» What is needed:
Return all of the entries exactly, but do not include the pictures.

» Input material:
+ + + + + + +

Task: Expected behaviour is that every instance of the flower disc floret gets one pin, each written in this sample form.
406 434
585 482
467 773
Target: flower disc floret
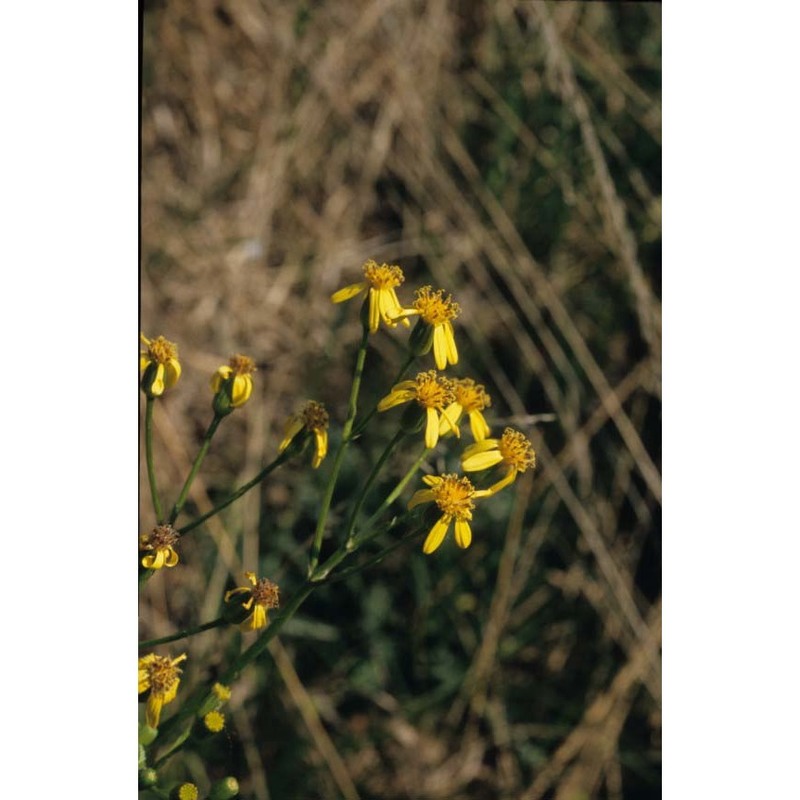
455 498
159 365
160 542
436 310
513 450
470 399
431 391
313 418
380 282
240 368
260 596
161 676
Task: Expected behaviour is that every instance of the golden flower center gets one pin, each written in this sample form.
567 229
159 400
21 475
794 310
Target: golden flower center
434 307
266 593
162 674
433 390
315 417
160 538
453 495
214 721
242 365
382 276
471 396
162 351
516 450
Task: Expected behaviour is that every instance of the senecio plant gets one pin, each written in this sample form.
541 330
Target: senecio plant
431 407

+ + + + + + +

» Response area:
Task: Expected behaviour is that every instance of the flower disc floret gets one pin, each written in this sample form.
406 434
585 482
467 773
Target: flower disc floret
455 498
159 365
160 542
436 310
513 450
470 399
431 391
313 418
380 282
240 368
260 596
161 676
Task: Expected behaviour is that every instance of the golden flower center gets one pin, each written in this sample form.
567 229
159 400
21 475
794 310
Target: golden flower center
434 307
266 593
162 674
433 390
315 417
160 538
453 495
214 721
242 365
382 276
471 396
162 351
516 450
Task: Expected behaviour is that every instance of the senecio plant gets one pin, each written in this sample form.
541 330
Target: senecio plant
431 407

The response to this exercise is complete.